[Position annotation records]
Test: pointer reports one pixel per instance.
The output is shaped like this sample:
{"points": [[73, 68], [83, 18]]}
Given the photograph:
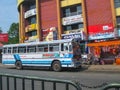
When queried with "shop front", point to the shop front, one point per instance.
{"points": [[107, 51]]}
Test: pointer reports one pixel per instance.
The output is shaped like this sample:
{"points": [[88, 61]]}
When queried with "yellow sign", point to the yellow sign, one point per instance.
{"points": [[19, 2]]}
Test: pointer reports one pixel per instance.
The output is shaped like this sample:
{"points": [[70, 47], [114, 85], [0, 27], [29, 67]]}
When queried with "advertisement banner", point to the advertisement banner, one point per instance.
{"points": [[30, 13], [49, 34], [4, 37], [81, 35], [101, 31], [19, 2], [72, 20]]}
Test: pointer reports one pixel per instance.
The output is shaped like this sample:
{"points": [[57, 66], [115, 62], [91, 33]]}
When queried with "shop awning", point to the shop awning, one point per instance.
{"points": [[104, 43]]}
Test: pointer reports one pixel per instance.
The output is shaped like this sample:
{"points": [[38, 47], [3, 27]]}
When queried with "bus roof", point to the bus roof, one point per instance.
{"points": [[37, 43]]}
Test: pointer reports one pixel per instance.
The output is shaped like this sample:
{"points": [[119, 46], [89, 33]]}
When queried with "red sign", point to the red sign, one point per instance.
{"points": [[3, 37]]}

▶ JOB
Please pull out each line from the records above that contains the string "with", and copy every such line in full.

▶ THE RESPONSE
When queried with "shop front", point to the shop front, one point per instance.
When queried with "yellow sign", point to the yellow sign, one point per instance.
When queried with "advertisement banner", point to the advertisement banner, one point per instance.
When queried with "shop awning", point to the shop awning, one point per instance.
When queried with "bus roof", point to the bus roof, one point per instance.
When queried with "red sign", point to the red sign, one point per instance.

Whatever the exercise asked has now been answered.